**STORED DATA**
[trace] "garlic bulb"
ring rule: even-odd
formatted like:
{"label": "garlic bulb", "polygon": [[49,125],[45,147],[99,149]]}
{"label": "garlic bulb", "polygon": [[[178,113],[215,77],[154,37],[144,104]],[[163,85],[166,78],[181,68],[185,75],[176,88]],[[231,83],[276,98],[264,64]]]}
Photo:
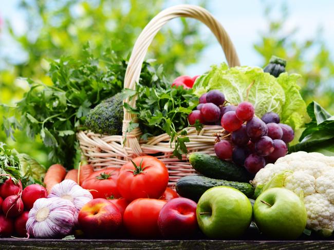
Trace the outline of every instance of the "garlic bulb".
{"label": "garlic bulb", "polygon": [[55,185],[51,189],[49,197],[60,197],[71,201],[76,207],[75,225],[78,225],[78,216],[81,208],[93,197],[88,190],[83,188],[72,180],[65,180]]}
{"label": "garlic bulb", "polygon": [[51,238],[68,234],[74,225],[74,205],[67,200],[54,197],[35,201],[29,212],[27,231],[37,238]]}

**REQUIREMENTS**
Rewrite the whole listing above with "outline" changed to "boundary" and everything else left as it is. Omit the pictures from your answer.

**TASK RESPONSE**
[trace] "garlic bulb"
ring rule: even-odd
formatted like:
{"label": "garlic bulb", "polygon": [[49,125],[45,147],[99,149]]}
{"label": "garlic bulb", "polygon": [[[178,113],[215,77],[154,37],[144,104]],[[163,85],[166,78],[181,68],[185,75],[176,88]],[[231,83],[276,98],[264,64]]]}
Photo:
Trace the boundary of every instance of the "garlic bulb".
{"label": "garlic bulb", "polygon": [[55,185],[51,189],[49,197],[60,197],[71,201],[76,207],[75,225],[78,225],[78,216],[81,208],[93,197],[88,190],[83,188],[72,180],[65,180]]}
{"label": "garlic bulb", "polygon": [[51,238],[68,234],[74,225],[74,205],[67,200],[54,197],[35,201],[29,212],[27,231],[37,238]]}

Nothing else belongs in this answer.